**読解用抜粋**.
···
3.研究2 左右視野に注意を向けたときの事象関連電位P2の電流源解析

背景・目的

 P300より早期の成分であるP2は、200msec前後に出現する陽性成分であり、オッドボール課題のような注意課題を行った際に振幅が変化することが知られている。ヒトの空間への注意機能は各感覚を統合して、頭の中に空間の地図を思い描いて(表象)行われることが知られているが、空間への注意は感覚の統合よりも前の、各感覚野が活動している間にも機能している可能性がある。我々は左右半側空間へ注意を払うオッドボール課題を用いて、P300以前の活動P2に関する脳内の電流源活動を求めた。

対象

 健康な24〜32歳のボランティア 成人10人 男性5人女性5人 全例右利き 実験2ではそのうち5人。

方法

 17インチモニタの左右視野に2種類の図形の刺激を提示した。被験者は指示された側の半側視野に注意を払った。半側視野に提示される図形のうち1種類を標的刺激(出現率20%)として、座位の被検者に左手示指で正確にボタンを押すように指示した。その間、実験1では脳波計、実験2では脳磁図計にて活動を計測し、70回以上の加算平均を行った。
···
[空間位置特定データ]
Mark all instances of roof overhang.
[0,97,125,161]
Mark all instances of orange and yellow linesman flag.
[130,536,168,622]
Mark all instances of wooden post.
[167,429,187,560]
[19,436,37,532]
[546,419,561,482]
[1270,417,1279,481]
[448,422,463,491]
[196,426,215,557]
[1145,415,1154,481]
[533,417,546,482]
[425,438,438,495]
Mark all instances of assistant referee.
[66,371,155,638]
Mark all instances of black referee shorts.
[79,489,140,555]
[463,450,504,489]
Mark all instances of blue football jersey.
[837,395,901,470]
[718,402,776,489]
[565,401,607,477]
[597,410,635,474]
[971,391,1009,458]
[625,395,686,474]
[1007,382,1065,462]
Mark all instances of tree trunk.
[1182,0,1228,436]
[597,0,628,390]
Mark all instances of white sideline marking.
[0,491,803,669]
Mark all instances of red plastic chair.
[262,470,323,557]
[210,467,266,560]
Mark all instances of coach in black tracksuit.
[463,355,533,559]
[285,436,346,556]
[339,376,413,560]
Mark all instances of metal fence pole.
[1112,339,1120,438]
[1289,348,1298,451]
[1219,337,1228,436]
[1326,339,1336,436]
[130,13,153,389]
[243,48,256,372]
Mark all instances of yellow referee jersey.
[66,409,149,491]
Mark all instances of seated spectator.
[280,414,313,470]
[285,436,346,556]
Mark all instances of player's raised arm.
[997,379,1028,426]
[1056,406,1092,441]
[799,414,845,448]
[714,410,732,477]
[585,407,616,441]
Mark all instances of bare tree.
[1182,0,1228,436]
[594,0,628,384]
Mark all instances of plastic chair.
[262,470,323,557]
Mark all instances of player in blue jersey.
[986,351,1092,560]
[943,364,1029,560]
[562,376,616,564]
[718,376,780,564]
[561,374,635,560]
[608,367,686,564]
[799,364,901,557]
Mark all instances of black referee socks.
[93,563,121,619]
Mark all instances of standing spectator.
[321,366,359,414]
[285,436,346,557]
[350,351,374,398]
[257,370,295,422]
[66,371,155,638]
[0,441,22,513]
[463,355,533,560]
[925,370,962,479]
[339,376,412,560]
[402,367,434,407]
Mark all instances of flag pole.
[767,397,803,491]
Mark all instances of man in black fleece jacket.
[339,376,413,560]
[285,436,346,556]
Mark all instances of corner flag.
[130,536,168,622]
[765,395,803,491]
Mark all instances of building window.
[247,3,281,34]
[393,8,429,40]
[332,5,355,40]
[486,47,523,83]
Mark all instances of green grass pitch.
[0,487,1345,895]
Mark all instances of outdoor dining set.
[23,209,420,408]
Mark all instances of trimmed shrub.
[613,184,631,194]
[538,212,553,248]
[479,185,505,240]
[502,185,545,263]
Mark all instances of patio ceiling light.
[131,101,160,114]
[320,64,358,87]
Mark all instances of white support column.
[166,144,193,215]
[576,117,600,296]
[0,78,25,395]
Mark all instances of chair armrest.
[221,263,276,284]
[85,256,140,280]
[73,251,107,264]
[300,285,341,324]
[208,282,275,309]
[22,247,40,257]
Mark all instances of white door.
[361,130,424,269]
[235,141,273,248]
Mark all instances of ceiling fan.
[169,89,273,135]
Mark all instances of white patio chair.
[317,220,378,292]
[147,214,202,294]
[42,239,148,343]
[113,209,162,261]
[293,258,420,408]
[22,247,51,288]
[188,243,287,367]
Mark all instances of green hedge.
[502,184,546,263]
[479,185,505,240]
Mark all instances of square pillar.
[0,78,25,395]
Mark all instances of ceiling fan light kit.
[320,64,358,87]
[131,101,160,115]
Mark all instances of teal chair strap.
···
**取り組む内容**. 上の読解用抜粋を、一字一句変えずに全文書き写してください。

**解答例**.
3.研究2 左右視野に注意を向けたときの事象関連電位P2の電流源解析

背景・目的

 P300より早期の成分であるP2は、200msec前後に出現する陽性成分であり、オッドボール課題のような注意課題を行った際に振幅が変化することが知られている。ヒトの空間への注意機能は各感覚を統合して、頭の中に空間の地図を思い描いて(表象)行われることが知られているが、空間への注意は感覚の統合よりも前の、各感覚野が活動している間にも機能している可能性がある。我々は左右半側空間へ注意を払うオッドボール課題を用いて、P300以前の活動P2に関する脳内の電流源活動を求めた。

対象

 健康な24〜32歳のボランティア 成人10人 男性5人女性5人 全例右利き 実験2ではそのうち5人。

方法

 17インチモニタの左右視野に2種類の図形の刺激を提示した。被験者は指示された側の半側視野に注意を払った。半側視野に提示される図形のうち1種類を標的刺激(出現率20%)として、座位の被検者に左手示指で正確にボタンを押すように指示した。その間、実験1では脳波計、実験2では脳磁図計にて活動を計測し、70回以上の加算平均を行った。